Job –
Please change every "Scan" to "Examine" in the items below, leaving everything else as it is. Omit the pictures from your answer.

================

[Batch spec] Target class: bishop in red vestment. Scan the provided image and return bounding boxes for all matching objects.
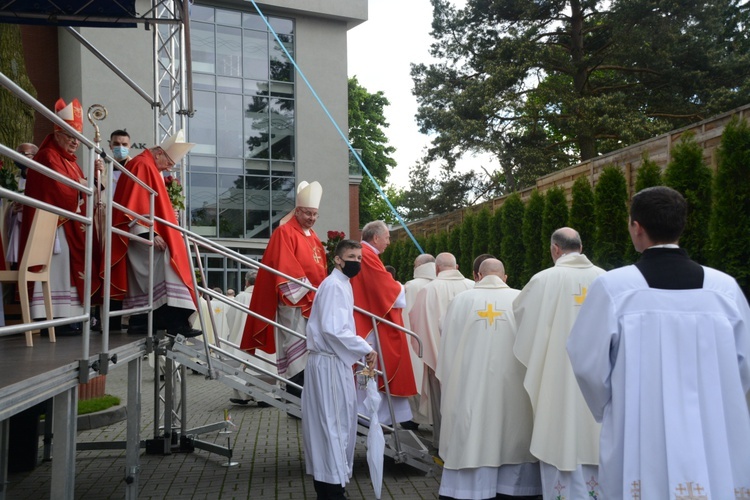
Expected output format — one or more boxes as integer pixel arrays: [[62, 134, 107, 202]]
[[19, 99, 101, 324], [240, 181, 327, 395]]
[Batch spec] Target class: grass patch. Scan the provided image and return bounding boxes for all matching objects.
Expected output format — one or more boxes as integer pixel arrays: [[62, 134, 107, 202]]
[[78, 394, 120, 415]]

================

Written reply –
[Batch spec] Target class: bishop in red vestment. Examine the provided image and return bounding boxes for all matching objects.
Expected output format — one or more boxes as integer pixel arrays: [[62, 134, 107, 202]]
[[19, 99, 101, 324], [240, 181, 327, 395]]
[Batch spec] Target class: grass patch. Examine the provided image and return bounding boxes for all matching objects.
Expected output format — one or more boxes as integer pixel arrays: [[62, 134, 107, 202]]
[[78, 394, 120, 415]]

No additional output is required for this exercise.